Task directions |
What lines in the listing include "yellow"? Return a copy of each.

====

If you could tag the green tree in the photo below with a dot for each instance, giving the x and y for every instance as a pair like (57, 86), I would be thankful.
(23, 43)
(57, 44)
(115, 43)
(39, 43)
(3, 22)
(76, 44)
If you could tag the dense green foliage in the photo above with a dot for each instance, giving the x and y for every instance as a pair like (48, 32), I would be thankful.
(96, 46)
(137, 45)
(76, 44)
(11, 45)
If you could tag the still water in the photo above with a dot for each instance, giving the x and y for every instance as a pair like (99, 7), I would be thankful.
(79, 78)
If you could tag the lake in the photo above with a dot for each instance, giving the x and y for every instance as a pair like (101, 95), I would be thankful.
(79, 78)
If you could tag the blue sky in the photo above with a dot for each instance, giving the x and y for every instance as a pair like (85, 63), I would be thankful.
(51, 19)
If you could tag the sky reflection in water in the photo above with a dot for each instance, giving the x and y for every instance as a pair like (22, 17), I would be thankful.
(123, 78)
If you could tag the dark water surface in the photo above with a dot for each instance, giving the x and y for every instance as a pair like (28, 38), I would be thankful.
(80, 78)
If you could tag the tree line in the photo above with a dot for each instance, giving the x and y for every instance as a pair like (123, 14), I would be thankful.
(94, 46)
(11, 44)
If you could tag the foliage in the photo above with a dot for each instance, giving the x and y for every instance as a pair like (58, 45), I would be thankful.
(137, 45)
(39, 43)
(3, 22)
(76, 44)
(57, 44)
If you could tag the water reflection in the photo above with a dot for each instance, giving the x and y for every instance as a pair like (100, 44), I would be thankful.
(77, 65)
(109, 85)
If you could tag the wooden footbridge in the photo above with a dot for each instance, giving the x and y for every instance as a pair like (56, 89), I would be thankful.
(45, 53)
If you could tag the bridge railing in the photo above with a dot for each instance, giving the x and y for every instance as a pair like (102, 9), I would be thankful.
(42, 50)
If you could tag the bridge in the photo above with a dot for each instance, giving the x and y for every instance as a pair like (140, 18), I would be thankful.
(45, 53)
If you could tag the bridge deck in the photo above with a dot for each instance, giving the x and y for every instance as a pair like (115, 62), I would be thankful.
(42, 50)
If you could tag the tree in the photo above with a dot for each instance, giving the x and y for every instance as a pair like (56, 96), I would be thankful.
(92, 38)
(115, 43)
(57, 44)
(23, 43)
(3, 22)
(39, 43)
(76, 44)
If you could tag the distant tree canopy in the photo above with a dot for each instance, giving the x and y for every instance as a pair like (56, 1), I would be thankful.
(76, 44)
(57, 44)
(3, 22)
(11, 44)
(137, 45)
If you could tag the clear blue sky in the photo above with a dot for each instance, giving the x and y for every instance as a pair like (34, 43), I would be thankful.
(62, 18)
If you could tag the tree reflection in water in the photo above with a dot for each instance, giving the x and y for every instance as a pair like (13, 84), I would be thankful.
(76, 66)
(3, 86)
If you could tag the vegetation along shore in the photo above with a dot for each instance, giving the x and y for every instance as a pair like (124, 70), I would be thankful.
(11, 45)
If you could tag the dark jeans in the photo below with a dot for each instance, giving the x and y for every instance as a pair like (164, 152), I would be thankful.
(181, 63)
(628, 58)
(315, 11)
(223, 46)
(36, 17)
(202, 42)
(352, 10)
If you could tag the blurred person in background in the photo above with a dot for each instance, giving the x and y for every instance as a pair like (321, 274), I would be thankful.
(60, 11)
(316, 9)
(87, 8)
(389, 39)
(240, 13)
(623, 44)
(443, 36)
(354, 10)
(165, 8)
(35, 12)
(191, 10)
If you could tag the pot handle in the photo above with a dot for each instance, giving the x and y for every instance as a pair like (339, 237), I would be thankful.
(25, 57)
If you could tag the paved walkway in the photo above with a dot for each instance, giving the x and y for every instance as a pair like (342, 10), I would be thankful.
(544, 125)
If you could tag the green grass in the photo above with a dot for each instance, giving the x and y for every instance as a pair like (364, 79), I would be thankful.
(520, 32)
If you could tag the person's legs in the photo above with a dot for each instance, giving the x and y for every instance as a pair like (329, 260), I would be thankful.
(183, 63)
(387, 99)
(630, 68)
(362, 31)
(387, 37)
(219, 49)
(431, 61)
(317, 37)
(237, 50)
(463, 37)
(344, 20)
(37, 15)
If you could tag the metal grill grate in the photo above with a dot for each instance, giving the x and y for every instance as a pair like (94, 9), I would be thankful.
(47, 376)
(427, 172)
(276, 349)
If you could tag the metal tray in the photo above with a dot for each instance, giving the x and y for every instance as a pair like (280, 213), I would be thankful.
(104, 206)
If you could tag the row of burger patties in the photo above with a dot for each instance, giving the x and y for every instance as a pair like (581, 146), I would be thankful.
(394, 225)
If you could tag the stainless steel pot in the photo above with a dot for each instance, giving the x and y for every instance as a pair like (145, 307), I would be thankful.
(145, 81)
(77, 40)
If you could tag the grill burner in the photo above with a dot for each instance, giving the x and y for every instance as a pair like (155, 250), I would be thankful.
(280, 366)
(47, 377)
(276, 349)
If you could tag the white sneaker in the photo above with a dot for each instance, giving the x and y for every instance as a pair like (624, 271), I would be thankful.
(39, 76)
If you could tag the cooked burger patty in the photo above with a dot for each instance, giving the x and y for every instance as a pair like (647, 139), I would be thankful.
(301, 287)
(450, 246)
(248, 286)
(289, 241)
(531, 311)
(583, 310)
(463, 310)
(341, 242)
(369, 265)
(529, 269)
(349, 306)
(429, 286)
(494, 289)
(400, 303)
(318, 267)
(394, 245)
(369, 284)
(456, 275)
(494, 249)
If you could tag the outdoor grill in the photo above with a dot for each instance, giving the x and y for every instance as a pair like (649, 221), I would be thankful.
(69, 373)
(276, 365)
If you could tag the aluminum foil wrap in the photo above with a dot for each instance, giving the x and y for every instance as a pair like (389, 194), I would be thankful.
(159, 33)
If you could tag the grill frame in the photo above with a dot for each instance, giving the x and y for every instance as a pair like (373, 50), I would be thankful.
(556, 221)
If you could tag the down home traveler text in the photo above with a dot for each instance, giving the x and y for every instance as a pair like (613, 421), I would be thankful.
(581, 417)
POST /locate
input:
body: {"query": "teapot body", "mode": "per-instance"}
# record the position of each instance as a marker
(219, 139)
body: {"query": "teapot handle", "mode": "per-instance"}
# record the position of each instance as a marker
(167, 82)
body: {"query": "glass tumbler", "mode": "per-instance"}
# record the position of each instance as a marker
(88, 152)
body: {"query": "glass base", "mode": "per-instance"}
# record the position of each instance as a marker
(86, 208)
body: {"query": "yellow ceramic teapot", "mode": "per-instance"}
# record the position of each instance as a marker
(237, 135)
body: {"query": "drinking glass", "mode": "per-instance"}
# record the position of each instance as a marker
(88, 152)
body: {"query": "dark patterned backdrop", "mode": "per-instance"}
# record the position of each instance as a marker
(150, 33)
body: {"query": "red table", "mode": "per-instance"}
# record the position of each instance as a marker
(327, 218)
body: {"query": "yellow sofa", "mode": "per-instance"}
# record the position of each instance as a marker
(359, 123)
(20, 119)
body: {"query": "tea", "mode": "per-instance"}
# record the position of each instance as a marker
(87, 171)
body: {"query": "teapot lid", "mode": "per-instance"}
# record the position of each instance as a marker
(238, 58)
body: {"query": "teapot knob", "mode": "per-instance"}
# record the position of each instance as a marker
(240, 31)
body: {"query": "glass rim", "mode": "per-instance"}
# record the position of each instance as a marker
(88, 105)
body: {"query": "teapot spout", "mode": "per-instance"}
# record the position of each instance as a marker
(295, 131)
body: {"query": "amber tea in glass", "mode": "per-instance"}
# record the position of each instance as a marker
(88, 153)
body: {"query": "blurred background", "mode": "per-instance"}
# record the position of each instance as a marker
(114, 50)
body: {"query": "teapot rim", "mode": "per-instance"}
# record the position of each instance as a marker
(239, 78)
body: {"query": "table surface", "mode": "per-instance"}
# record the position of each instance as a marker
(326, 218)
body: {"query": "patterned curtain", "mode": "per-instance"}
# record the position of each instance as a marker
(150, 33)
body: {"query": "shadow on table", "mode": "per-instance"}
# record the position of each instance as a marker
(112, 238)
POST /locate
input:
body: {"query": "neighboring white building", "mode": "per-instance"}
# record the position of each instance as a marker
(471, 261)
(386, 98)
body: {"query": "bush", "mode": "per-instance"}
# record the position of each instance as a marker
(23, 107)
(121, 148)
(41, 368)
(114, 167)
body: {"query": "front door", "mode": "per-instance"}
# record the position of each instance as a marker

====

Answer to the exercise |
body: {"query": "yellow ceramic teapot", "mode": "per-instance"}
body: {"query": "yellow sofa", "mode": "per-instance"}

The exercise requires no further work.